EXERCISE ▸
Find the line that contains "the nose, I" and print it and every line after it, exactly, please.

RECORDED INFORMATION ▸
■ ■ ■ ■

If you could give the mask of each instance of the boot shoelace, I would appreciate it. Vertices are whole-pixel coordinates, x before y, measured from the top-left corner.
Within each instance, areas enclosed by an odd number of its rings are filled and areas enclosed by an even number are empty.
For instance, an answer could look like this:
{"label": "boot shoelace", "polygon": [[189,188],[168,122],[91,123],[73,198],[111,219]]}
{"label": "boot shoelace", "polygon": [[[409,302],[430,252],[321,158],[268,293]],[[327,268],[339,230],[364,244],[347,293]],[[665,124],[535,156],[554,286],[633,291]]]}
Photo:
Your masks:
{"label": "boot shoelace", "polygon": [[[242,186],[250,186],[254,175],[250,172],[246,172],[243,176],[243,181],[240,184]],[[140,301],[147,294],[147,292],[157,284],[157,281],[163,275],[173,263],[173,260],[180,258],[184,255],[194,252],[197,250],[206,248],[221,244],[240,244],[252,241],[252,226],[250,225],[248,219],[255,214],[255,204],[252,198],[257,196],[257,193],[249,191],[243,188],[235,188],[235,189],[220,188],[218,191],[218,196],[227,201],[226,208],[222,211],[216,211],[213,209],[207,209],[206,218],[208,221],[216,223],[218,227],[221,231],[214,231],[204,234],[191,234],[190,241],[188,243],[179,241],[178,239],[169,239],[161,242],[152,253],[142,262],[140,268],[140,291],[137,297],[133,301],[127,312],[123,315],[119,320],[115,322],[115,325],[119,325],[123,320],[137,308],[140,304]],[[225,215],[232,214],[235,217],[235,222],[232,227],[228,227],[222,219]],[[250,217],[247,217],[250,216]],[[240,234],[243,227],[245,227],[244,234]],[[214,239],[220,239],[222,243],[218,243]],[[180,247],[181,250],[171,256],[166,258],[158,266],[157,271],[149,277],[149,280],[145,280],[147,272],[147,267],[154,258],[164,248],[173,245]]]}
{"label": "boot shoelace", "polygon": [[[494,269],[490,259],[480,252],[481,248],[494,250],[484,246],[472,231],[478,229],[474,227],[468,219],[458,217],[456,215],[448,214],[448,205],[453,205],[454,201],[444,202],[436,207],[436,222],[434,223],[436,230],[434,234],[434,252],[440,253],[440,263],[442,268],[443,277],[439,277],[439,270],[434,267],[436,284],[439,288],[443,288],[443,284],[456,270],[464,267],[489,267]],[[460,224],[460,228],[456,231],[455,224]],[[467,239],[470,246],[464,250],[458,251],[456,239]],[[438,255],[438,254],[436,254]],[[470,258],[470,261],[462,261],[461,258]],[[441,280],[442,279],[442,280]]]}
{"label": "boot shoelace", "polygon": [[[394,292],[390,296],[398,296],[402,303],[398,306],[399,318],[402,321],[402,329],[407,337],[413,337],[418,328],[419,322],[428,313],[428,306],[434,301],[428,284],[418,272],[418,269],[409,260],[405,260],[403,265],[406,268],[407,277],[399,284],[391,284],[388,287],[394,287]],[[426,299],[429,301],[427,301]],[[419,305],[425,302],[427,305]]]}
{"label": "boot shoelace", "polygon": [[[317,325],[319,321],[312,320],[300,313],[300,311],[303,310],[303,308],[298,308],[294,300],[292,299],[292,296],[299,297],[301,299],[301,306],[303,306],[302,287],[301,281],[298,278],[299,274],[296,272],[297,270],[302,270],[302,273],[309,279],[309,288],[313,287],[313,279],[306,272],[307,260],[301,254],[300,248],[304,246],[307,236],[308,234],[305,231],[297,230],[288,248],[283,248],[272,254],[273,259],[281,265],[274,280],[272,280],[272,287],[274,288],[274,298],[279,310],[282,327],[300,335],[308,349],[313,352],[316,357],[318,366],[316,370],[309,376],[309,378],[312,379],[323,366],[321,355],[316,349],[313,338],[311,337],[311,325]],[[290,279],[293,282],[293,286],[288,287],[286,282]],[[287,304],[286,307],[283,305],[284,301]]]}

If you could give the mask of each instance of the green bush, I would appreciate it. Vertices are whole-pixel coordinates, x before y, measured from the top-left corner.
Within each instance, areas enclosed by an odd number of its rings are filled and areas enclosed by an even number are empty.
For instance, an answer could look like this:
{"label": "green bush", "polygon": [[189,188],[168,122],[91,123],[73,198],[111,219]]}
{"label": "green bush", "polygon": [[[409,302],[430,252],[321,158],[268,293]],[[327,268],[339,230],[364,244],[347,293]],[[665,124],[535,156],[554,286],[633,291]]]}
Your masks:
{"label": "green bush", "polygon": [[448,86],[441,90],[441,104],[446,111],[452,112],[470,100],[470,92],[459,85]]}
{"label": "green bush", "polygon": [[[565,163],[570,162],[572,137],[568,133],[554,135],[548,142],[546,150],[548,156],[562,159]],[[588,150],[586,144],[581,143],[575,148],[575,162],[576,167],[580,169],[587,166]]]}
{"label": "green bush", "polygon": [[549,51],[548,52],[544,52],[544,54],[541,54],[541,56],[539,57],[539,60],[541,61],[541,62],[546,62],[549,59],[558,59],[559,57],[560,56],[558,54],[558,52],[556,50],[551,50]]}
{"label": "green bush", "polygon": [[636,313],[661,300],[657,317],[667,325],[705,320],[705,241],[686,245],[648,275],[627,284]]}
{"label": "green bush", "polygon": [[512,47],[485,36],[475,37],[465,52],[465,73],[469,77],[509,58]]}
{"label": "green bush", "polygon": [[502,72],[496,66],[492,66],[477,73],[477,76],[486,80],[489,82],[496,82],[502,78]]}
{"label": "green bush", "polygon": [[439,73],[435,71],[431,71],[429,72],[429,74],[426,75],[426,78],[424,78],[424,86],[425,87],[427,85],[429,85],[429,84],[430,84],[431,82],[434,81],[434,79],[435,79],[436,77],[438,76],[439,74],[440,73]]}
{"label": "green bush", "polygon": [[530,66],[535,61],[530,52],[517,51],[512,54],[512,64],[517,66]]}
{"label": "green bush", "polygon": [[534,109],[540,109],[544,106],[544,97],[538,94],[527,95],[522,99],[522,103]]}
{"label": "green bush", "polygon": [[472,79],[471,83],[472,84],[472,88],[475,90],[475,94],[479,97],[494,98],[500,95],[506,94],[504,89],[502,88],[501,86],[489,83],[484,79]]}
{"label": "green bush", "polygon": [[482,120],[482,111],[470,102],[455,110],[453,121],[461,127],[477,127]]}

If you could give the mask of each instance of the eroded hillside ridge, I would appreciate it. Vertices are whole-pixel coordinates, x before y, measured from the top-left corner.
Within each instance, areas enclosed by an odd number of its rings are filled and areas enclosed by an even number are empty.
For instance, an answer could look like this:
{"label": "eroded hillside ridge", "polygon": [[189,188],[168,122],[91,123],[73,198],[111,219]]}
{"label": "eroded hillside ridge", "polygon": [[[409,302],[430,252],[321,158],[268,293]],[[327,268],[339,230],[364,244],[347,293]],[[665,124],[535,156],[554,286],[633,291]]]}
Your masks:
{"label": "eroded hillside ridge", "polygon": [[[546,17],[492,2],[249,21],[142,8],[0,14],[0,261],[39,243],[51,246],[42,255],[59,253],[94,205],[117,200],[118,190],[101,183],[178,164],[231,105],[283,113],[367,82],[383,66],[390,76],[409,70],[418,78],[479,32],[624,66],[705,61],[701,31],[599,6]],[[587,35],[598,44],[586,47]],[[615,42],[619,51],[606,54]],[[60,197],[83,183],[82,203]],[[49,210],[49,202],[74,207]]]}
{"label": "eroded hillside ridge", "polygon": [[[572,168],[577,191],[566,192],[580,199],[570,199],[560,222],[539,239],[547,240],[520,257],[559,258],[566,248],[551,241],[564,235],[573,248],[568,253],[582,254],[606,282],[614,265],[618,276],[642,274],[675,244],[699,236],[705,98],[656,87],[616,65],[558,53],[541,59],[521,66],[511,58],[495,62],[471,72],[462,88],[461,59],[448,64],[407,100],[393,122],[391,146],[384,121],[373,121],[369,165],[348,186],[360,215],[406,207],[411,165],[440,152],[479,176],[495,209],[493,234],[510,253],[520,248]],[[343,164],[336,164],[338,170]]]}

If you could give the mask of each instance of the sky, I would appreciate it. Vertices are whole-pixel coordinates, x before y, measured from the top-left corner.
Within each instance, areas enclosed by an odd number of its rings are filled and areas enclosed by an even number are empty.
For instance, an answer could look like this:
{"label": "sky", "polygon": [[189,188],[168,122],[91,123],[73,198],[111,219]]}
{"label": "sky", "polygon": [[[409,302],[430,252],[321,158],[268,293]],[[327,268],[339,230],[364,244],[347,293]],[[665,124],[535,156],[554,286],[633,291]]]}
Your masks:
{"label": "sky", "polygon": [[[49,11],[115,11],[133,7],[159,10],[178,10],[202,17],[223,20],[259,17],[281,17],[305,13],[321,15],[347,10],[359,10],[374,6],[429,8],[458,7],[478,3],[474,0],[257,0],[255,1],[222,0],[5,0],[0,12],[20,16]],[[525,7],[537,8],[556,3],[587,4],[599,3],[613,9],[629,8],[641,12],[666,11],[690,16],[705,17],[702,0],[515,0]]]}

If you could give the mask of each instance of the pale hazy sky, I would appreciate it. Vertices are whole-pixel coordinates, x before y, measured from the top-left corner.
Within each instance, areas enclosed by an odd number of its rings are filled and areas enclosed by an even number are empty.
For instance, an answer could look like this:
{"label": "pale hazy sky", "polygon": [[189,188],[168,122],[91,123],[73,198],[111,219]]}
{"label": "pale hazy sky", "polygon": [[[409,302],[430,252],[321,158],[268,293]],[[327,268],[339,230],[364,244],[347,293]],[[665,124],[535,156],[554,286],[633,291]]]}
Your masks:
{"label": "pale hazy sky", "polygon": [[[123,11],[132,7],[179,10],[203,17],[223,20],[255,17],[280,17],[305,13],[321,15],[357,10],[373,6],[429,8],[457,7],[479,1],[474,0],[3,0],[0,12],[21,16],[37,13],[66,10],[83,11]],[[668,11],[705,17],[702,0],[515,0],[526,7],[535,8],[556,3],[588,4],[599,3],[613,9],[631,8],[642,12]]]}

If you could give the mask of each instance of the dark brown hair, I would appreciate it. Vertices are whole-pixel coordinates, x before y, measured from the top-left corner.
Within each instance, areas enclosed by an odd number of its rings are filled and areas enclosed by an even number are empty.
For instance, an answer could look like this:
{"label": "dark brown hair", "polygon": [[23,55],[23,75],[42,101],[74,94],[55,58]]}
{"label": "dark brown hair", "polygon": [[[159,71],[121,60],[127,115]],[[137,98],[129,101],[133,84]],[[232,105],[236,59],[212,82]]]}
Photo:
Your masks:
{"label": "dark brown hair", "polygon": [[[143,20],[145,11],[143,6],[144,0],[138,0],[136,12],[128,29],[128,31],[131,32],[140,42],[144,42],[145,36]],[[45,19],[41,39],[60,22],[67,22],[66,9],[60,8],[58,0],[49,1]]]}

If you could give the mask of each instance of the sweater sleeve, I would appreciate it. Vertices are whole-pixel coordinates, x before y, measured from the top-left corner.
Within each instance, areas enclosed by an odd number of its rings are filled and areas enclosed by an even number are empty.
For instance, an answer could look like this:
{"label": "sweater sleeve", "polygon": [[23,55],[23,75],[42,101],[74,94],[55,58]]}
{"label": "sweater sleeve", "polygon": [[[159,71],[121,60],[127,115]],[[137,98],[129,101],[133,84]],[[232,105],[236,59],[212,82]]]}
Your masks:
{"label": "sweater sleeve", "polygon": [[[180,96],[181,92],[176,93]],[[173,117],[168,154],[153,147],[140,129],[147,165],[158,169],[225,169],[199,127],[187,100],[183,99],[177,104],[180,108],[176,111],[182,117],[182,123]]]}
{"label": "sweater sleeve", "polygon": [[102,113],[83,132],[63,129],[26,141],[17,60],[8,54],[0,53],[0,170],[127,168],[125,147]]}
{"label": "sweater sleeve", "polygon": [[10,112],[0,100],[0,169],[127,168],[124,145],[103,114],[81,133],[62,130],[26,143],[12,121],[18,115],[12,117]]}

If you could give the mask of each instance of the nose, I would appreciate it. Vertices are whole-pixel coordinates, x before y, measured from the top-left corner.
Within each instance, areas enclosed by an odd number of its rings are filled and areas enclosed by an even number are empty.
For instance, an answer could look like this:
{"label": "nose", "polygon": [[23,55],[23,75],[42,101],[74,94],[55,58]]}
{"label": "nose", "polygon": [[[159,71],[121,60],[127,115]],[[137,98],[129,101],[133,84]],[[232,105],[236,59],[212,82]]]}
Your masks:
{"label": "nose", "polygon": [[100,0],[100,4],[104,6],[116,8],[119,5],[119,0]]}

■ ■ ■ ■

IN RESPONSE ▸
If you could give the mask of each instance of the nose, I would appreciate it. Vertices are whole-pixel coordinates, x before y, measured from the top-left corner.
Within each instance, areas enclosed by an odd number of its rings are filled and areas enclosed by an even number are empty.
For instance, an answer could look like this:
{"label": "nose", "polygon": [[23,55],[23,75],[42,101],[74,94],[55,58]]}
{"label": "nose", "polygon": [[[159,71],[121,60],[127,115]],[[137,98],[129,101],[133,84]],[[232,105],[236,59],[212,82]]]}
Your masks:
{"label": "nose", "polygon": [[100,0],[100,4],[104,6],[116,8],[119,5],[119,0]]}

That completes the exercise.